— Given instruction —
Transcribe each of the lines below verbatim, without changing a single character.

##############################

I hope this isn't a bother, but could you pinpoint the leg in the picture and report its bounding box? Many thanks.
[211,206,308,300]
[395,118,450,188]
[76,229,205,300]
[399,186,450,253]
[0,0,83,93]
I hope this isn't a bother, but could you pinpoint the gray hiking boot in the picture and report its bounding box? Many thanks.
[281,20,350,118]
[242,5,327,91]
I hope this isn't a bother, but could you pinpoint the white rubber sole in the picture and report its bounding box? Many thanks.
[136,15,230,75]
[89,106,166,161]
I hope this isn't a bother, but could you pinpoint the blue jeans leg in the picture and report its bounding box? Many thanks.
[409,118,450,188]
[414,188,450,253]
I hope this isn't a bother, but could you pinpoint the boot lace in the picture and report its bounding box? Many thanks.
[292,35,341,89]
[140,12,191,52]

##############################

— Reply to the exercise —
I hope this isn't a bother, but could you pinpoint the leg in the picture and report its bounding box? Many thanks.
[211,206,308,300]
[395,118,450,188]
[76,229,205,300]
[399,186,450,253]
[0,0,83,93]
I hope this isn't a bother, but could you pinpoint the gray hiking boot in the picture and report its bounding box? Many thanks.
[281,20,350,118]
[242,5,327,91]
I hope this isn't a bother, but could you pinpoint the white rubber sole in the picture and report its bounding box? Many thanks.
[136,15,230,75]
[89,106,166,161]
I hope this isn't a bother, but could you pinpoint the blue jeans leg in the picture and report its bounding box? Many thanks.
[409,118,450,188]
[414,188,450,253]
I hope this isn't a bother, but could you pinpoint the boot lace in the picture and report its bounding box? Many thanks.
[292,35,341,89]
[140,12,191,52]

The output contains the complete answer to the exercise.